REQUIRED WORK
Retype the records that come next, word for word.

ITEMS

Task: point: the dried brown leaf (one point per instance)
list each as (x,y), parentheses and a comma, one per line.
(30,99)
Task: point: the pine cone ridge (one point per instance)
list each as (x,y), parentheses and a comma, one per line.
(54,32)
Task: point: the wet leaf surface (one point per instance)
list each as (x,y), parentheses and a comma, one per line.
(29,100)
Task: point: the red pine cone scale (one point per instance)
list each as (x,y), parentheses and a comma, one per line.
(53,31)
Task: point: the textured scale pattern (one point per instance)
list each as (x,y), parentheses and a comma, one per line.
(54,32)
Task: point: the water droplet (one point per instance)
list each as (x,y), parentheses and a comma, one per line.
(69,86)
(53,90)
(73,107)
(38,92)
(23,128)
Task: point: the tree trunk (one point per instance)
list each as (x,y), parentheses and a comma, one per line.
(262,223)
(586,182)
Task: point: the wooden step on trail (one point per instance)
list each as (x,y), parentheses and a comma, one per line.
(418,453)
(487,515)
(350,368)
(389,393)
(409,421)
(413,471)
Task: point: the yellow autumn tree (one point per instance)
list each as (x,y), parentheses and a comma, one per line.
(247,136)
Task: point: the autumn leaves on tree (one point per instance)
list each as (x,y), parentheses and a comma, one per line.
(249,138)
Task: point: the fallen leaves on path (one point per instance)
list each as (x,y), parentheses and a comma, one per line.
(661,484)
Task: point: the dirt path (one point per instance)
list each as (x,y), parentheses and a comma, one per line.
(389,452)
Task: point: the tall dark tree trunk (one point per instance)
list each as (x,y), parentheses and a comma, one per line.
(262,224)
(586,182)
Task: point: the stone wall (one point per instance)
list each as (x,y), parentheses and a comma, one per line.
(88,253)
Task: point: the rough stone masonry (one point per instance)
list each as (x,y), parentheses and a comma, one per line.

RESULT FOR THIS TASK
Task: point: the dried brown leaf (one point per instance)
list each as (x,y), parentheses and a comma, one per line.
(30,99)
Task: point: the pine cone ridge (one point per instance)
list each as (x,y), parentheses and a comma, one per line.
(54,32)
Task: point: the wet leaf surface (one point per instance)
list each as (x,y), parentheses and a comma, one per line.
(29,100)
Task: point: the red pine cone scale (one point per instance)
list each as (x,y), parentheses and a comma, one per line.
(53,31)
Task: point: the textured scale pattern (one point per instance)
list each as (x,y), parentheses and a comma, one per line.
(54,32)
Task: point: the water droplet (one point per instance)
list each as (x,y), parentheses and a comma, one per line.
(69,86)
(53,90)
(73,107)
(38,92)
(23,128)
Task: point: the tree trunk (one point per instance)
list each as (x,y), parentheses and a comma, one per line.
(262,223)
(586,182)
Task: point: the wooden step on trail (one point per instance)
list each as (x,y), parentheses and a comma, one per line.
(418,453)
(487,515)
(350,368)
(389,393)
(409,421)
(413,471)
Task: point: the yellow autumn tree (one point per instance)
list each as (x,y), parentheses and a comma, one per line.
(247,136)
Task: point: the autumn leaves on tree (one point per instance)
list each as (x,y), parentheses and a comma, one per line.
(249,138)
Task: point: the fallen leaves on path (one point per instance)
list each as (x,y), parentheses and a comma, one per line.
(661,484)
Task: point: the dirt path (one point per instance)
list each as (x,y), parentheses and a comma, one per line.
(389,452)
Task: point: the tall dark tree trunk (one point per instance)
list each as (x,y), parentheses and a comma, one per line.
(262,224)
(586,182)
Task: point: the stone wall (one point per instance)
list each as (x,y), parentheses and a comma, one per line.
(88,253)
Task: point: the rough stone masonry (one point per instance)
list each as (x,y), parentheses and a comma, one per line.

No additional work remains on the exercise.